#### [Provided records]
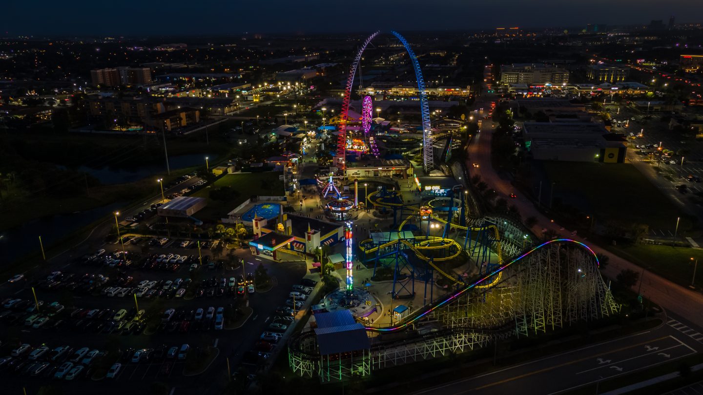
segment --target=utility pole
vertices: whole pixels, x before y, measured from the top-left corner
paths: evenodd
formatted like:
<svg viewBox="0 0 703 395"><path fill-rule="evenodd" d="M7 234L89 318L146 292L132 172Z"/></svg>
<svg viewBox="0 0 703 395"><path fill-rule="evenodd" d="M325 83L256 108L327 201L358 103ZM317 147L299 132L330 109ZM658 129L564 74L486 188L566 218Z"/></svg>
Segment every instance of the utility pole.
<svg viewBox="0 0 703 395"><path fill-rule="evenodd" d="M161 122L161 136L164 138L164 153L166 155L166 171L171 175L171 167L169 166L169 151L166 149L166 130L163 122Z"/></svg>
<svg viewBox="0 0 703 395"><path fill-rule="evenodd" d="M39 236L39 247L41 249L41 259L46 261L46 255L44 252L44 243L41 242L41 236Z"/></svg>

#### [Given task]
Recast the lines, from the first one up to and including the line containing "234L89 318L146 292L132", as a Markdown table with the columns "Row" and "Text", numbering each row and omitting blank lines and pictures.

#### [The solution]
| Row | Text |
|---|---|
| 1 | segment --target=utility pole |
| 2 | vertices: whole pixels, x before y, measured from the top-left corner |
| 3 | paths: evenodd |
| 4 | formatted like: |
| 5 | <svg viewBox="0 0 703 395"><path fill-rule="evenodd" d="M7 234L89 318L146 292L132 172Z"/></svg> |